- Point-based annotation data:
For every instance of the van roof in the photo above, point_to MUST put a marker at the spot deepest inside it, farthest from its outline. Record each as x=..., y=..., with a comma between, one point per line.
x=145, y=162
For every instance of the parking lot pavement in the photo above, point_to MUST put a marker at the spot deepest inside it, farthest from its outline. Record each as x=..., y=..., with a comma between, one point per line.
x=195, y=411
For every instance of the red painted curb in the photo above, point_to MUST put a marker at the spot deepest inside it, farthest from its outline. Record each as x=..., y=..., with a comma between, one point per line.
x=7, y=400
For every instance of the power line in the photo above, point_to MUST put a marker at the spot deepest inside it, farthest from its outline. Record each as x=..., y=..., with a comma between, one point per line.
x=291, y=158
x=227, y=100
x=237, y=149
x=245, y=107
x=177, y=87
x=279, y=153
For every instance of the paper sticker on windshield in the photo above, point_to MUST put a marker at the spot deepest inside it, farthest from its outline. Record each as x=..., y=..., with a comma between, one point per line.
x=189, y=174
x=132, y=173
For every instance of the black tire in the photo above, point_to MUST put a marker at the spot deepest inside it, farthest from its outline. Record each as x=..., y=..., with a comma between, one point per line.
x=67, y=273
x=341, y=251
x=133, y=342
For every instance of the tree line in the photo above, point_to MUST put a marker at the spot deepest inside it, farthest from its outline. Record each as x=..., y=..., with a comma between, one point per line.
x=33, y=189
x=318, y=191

- WHAT THIS TASK INVOLVES:
Rescale the listing between the line that contains "For every instance of the parking" and the line that contains "x=279, y=153", inclusive. Write out every line in that span again, keeping the lines of text unchanged and multiplying each x and y coordinate by 0.4, rounded to whole numbers with halves rounded up.

- RIGHT ANSWER:
For every instance of the parking lot pavement in the photo above, point_to MUST put a marker at the spot deepest inside it, farthest from its outline. Record each as x=..., y=..., with a comma between, one point per line.
x=78, y=164
For every instance of the red painted curb in the photo above, point_to MUST put a marker at the spot deepest inside it, farthest from its outline. Record each as x=..., y=..., with a comma between, one point per line.
x=3, y=160
For every instance of the power line in the photo above, point_to MUST put a marker at the spot deepest inside it, farthest from its outline. Record each as x=..., y=..., with a comma between, one point per line.
x=116, y=63
x=91, y=40
x=95, y=60
x=98, y=43
x=71, y=35
x=112, y=61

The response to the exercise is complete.